Given data —

☆ ☆ ☆ ☆ ☆ ☆ ☆

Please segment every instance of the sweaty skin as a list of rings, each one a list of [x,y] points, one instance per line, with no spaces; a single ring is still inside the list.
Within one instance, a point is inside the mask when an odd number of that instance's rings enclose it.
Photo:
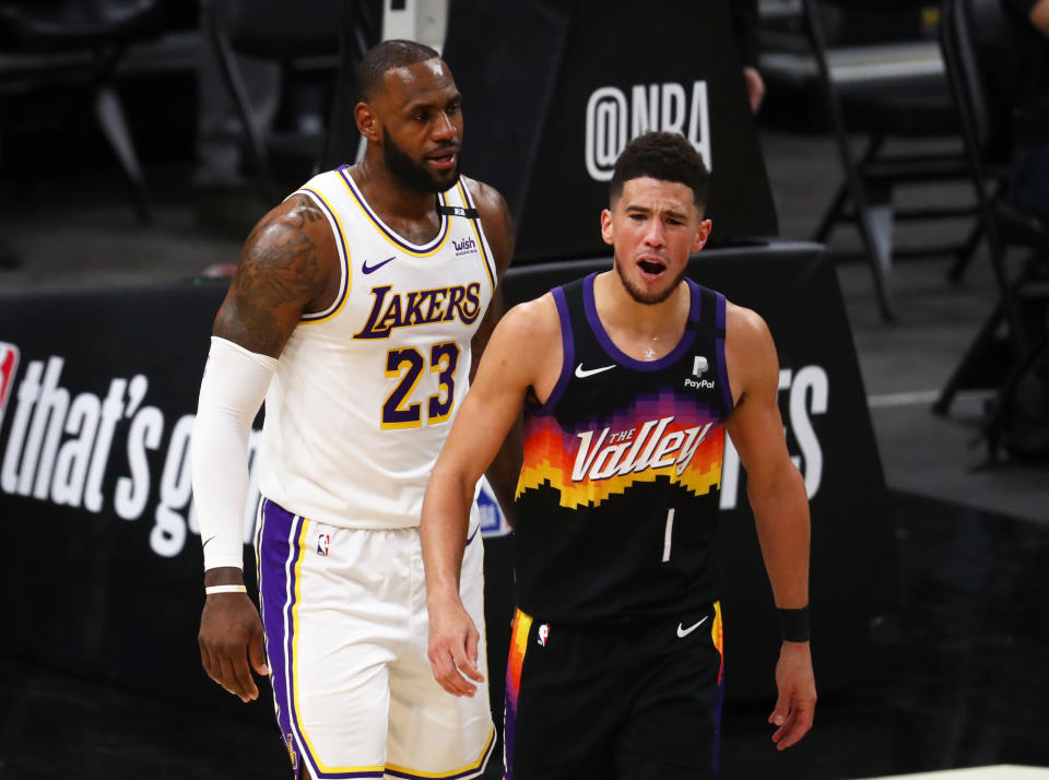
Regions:
[[[682,275],[710,233],[685,185],[648,177],[625,182],[602,212],[615,267],[593,283],[598,316],[615,345],[638,361],[669,354],[685,328],[689,291]],[[809,603],[809,505],[804,482],[787,451],[776,402],[779,361],[765,321],[728,304],[726,363],[734,407],[726,426],[747,471],[776,605]],[[518,418],[526,399],[543,403],[561,374],[561,323],[553,296],[514,307],[492,334],[459,416],[441,451],[423,505],[421,537],[429,608],[429,660],[450,694],[472,695],[478,633],[459,600],[473,485]],[[463,676],[465,675],[465,676]],[[776,665],[778,698],[769,716],[778,749],[812,726],[816,702],[809,642],[783,642]]]
[[[408,186],[391,172],[384,144],[392,143],[398,154],[435,187],[447,189],[458,176],[460,103],[448,67],[432,59],[388,71],[373,99],[355,108],[357,128],[368,145],[364,159],[350,168],[350,175],[382,221],[408,241],[425,244],[436,236],[440,225],[436,197],[434,191]],[[514,227],[506,201],[480,181],[463,177],[463,184],[480,212],[502,279],[514,253]],[[334,240],[323,213],[305,196],[290,198],[270,211],[244,245],[236,274],[215,317],[214,335],[250,352],[280,357],[302,316],[325,310],[338,295],[340,268]],[[499,286],[471,343],[471,373],[475,373],[503,310]],[[505,454],[490,471],[490,481],[507,509],[516,478],[518,437],[515,432],[507,439]],[[204,572],[205,587],[243,582],[238,568]],[[207,596],[198,641],[201,663],[212,679],[244,701],[258,697],[251,670],[261,675],[269,670],[262,624],[246,594]]]

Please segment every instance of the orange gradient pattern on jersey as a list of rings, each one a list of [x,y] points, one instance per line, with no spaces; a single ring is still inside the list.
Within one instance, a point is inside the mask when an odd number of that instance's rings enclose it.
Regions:
[[[517,496],[549,484],[559,492],[561,506],[574,509],[588,504],[598,506],[611,495],[625,493],[635,483],[655,482],[659,476],[668,477],[671,483],[680,484],[697,496],[720,487],[723,424],[696,410],[693,404],[675,414],[675,405],[685,404],[674,404],[670,393],[639,399],[625,413],[614,414],[608,423],[587,424],[579,430],[565,430],[552,416],[527,416]],[[640,444],[635,448],[634,442],[638,439]],[[599,472],[602,464],[612,470],[616,462],[638,461],[646,450],[649,453],[658,451],[659,445],[667,440],[680,442],[677,454],[684,457],[682,451],[695,439],[699,439],[695,452],[691,458],[685,457],[683,465],[677,462],[660,468],[649,465],[640,471],[629,469],[625,474],[604,477],[599,474],[599,478],[594,478],[594,472]],[[621,448],[617,454],[605,452],[616,445]],[[581,459],[580,448],[584,448]],[[665,460],[668,458],[661,462]],[[588,462],[590,468],[584,469]]]

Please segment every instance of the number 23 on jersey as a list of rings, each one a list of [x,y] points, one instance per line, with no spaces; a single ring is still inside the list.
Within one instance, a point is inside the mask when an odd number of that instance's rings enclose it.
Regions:
[[[419,428],[423,425],[423,403],[413,401],[415,389],[427,358],[429,370],[437,375],[437,393],[426,399],[426,424],[444,423],[451,416],[455,402],[456,368],[459,366],[459,345],[441,342],[424,355],[414,346],[390,350],[386,353],[386,377],[397,379],[392,392],[382,404],[382,428]]]

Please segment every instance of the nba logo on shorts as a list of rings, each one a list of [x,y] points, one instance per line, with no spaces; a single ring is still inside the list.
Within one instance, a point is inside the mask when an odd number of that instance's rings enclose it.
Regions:
[[[19,347],[0,341],[0,422],[3,421],[3,410],[11,395],[14,385],[14,374],[19,370]]]

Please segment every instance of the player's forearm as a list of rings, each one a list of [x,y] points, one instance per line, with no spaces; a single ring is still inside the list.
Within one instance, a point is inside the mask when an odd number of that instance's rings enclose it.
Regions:
[[[192,439],[193,500],[205,570],[244,567],[248,439],[275,363],[224,339],[212,340]]]
[[[439,461],[431,474],[419,531],[428,603],[459,598],[474,484],[462,473],[449,473]]]
[[[810,522],[804,480],[787,461],[768,484],[750,484],[747,494],[776,606],[806,606]]]
[[[514,494],[517,491],[517,481],[521,473],[521,419],[518,417],[485,472],[488,484],[495,491],[495,497],[499,499],[499,507],[503,509],[503,515],[510,527],[517,519],[514,508]]]

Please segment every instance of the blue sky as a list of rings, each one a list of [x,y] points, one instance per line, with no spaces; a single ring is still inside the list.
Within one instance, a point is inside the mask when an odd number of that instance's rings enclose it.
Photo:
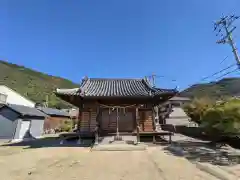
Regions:
[[[213,22],[240,15],[239,7],[239,0],[0,0],[0,59],[78,83],[85,75],[155,73],[166,77],[158,86],[183,89],[235,62],[228,45],[215,43]]]

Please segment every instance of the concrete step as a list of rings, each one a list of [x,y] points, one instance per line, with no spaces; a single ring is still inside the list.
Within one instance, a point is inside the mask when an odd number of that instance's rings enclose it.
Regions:
[[[114,136],[104,136],[100,137],[99,145],[103,144],[112,144],[112,143],[120,143],[120,144],[136,144],[137,137],[136,136],[121,136],[121,141],[114,140]]]
[[[92,151],[145,151],[146,145],[138,144],[98,144],[93,146]]]

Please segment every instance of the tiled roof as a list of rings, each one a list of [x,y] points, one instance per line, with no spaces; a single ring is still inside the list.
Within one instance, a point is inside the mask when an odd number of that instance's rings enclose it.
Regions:
[[[65,111],[61,111],[59,109],[53,109],[53,108],[46,108],[46,107],[41,107],[38,108],[40,111],[44,112],[45,114],[49,115],[49,116],[63,116],[63,117],[70,117],[70,114],[65,112]]]
[[[144,79],[100,79],[83,80],[76,90],[57,90],[56,94],[81,95],[85,97],[149,97],[163,93],[176,93],[176,90],[152,88]]]
[[[13,109],[14,111],[18,112],[22,116],[35,116],[35,117],[46,117],[47,116],[46,114],[37,110],[36,108],[15,105],[15,104],[7,104],[5,106]]]
[[[173,98],[169,99],[170,101],[190,101],[190,98],[187,97],[180,97],[180,96],[174,96]]]
[[[57,89],[56,94],[66,94],[66,95],[81,95],[80,88],[73,88],[73,89]]]

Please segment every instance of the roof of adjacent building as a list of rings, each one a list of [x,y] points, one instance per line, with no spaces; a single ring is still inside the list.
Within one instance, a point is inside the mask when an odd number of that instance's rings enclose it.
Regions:
[[[89,78],[79,88],[57,89],[58,95],[80,95],[84,97],[150,97],[161,94],[175,94],[175,89],[151,87],[144,79]]]
[[[15,91],[15,90],[11,89],[10,87],[8,87],[8,86],[5,86],[5,85],[0,85],[0,87],[4,87],[4,88],[8,89],[9,91],[12,91],[12,92],[14,92],[15,94],[17,94],[17,95],[21,96],[22,98],[24,98],[24,99],[25,99],[25,100],[27,100],[28,102],[30,102],[30,103],[32,103],[33,105],[35,105],[35,102],[33,102],[32,100],[28,99],[27,97],[25,97],[25,96],[21,95],[20,93],[18,93],[17,91]]]
[[[37,110],[36,108],[31,108],[28,106],[16,105],[16,104],[5,104],[3,107],[8,107],[13,111],[19,113],[22,116],[34,116],[34,117],[46,117],[47,115],[43,112]]]
[[[70,117],[70,114],[68,112],[65,112],[59,109],[47,108],[47,107],[40,107],[38,109],[49,116]]]

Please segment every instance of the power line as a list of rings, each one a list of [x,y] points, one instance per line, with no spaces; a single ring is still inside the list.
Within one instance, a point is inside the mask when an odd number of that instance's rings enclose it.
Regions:
[[[215,76],[215,75],[217,75],[217,74],[219,74],[219,73],[222,73],[222,72],[224,72],[224,71],[226,71],[226,70],[228,70],[228,69],[230,69],[231,67],[234,67],[234,66],[236,66],[236,64],[232,64],[232,65],[230,65],[230,66],[228,66],[228,67],[226,67],[226,68],[224,68],[224,69],[222,69],[222,70],[220,70],[220,71],[218,71],[218,72],[213,73],[213,74],[210,75],[210,76],[207,76],[207,77],[205,77],[205,78],[202,78],[202,79],[200,79],[198,82],[188,85],[185,89],[188,89],[189,87],[191,87],[191,86],[193,86],[193,85],[195,85],[195,84],[199,84],[199,83],[201,83],[202,81],[204,81],[204,80],[206,80],[206,79],[208,79],[208,78],[211,78],[211,77],[213,77],[213,76]],[[238,68],[237,68],[237,69],[234,69],[233,71],[230,71],[230,72],[227,72],[227,73],[221,75],[220,77],[216,78],[215,80],[217,80],[217,79],[219,79],[219,78],[221,78],[221,77],[224,77],[224,76],[226,76],[226,75],[228,75],[228,74],[230,74],[230,73],[233,73],[233,72],[235,72],[236,70],[238,70]],[[200,90],[201,90],[201,89],[200,89]],[[205,90],[205,89],[202,89],[202,90]]]
[[[224,76],[226,76],[226,75],[228,75],[228,74],[231,74],[231,73],[233,73],[233,72],[236,72],[236,71],[238,71],[238,70],[239,70],[239,69],[236,68],[236,69],[234,69],[234,70],[232,70],[232,71],[230,71],[230,72],[227,72],[227,73],[221,75],[220,77],[218,77],[218,78],[216,78],[216,79],[220,79],[220,78],[222,78],[222,77],[224,77]]]
[[[236,29],[236,26],[232,26],[232,24],[237,19],[239,19],[239,16],[235,15],[222,17],[214,24],[214,31],[217,31],[217,36],[220,35],[222,37],[220,40],[217,41],[218,44],[228,43],[231,46],[234,57],[237,61],[237,65],[240,68],[240,59],[232,37],[233,31]],[[224,35],[222,31],[225,31],[226,34]]]
[[[220,64],[222,64],[225,60],[227,60],[227,58],[228,58],[228,56],[225,57],[225,58],[220,62]]]
[[[232,65],[230,65],[230,66],[228,66],[228,67],[226,67],[226,68],[224,68],[224,69],[222,69],[222,70],[220,70],[220,71],[218,71],[218,72],[215,72],[215,73],[213,73],[212,75],[207,76],[207,77],[201,79],[200,81],[204,81],[204,80],[206,80],[206,79],[209,79],[209,78],[211,78],[211,77],[213,77],[213,76],[215,76],[215,75],[217,75],[217,74],[219,74],[219,73],[222,73],[223,71],[226,71],[226,70],[228,70],[228,69],[230,69],[231,67],[234,67],[234,66],[236,66],[236,64],[232,64]]]

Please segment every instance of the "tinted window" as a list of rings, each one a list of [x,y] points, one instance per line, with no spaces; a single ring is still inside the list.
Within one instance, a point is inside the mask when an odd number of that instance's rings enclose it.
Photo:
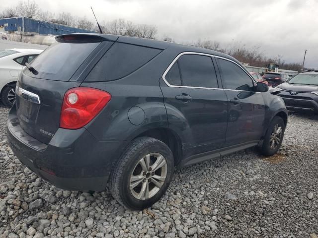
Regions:
[[[26,60],[25,61],[25,62],[28,63],[30,63],[32,60],[33,60],[36,58],[37,56],[38,56],[37,55],[27,56]]]
[[[24,57],[22,56],[22,57],[19,57],[18,58],[15,59],[14,60],[17,63],[22,65],[22,63],[23,62],[23,59],[24,59]]]
[[[32,61],[32,67],[39,72],[37,75],[32,76],[52,80],[69,81],[99,44],[54,43]],[[24,70],[29,72],[26,68]]]
[[[259,79],[260,80],[264,81],[264,79],[263,79],[262,76],[260,76],[260,74],[257,74],[257,77],[258,77],[258,79]]]
[[[257,74],[256,74],[256,73],[254,73],[254,74],[252,74],[253,75],[253,77],[254,77],[254,78],[255,78],[255,79],[258,79],[258,77],[257,76]]]
[[[240,67],[225,60],[219,59],[225,88],[249,90],[253,86],[252,79]]]
[[[3,50],[3,51],[0,51],[0,58],[18,53],[17,51],[12,51],[12,50]]]
[[[178,59],[182,85],[217,88],[218,81],[211,57],[184,55]]]
[[[264,74],[264,76],[265,78],[271,78],[271,77],[280,77],[280,75],[279,73],[265,73]]]
[[[165,80],[171,85],[181,85],[181,77],[178,62],[175,62],[165,77]]]
[[[297,74],[288,81],[294,84],[309,84],[318,86],[318,73]]]
[[[111,81],[137,70],[161,51],[157,49],[116,43],[95,65],[85,81]]]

☆ ☆ ☆ ☆ ☆ ☆ ☆

Instruction —
Report how many lines above contain the string "roof", treating uppercase and lowercase as different. Give only the number.

Written response —
2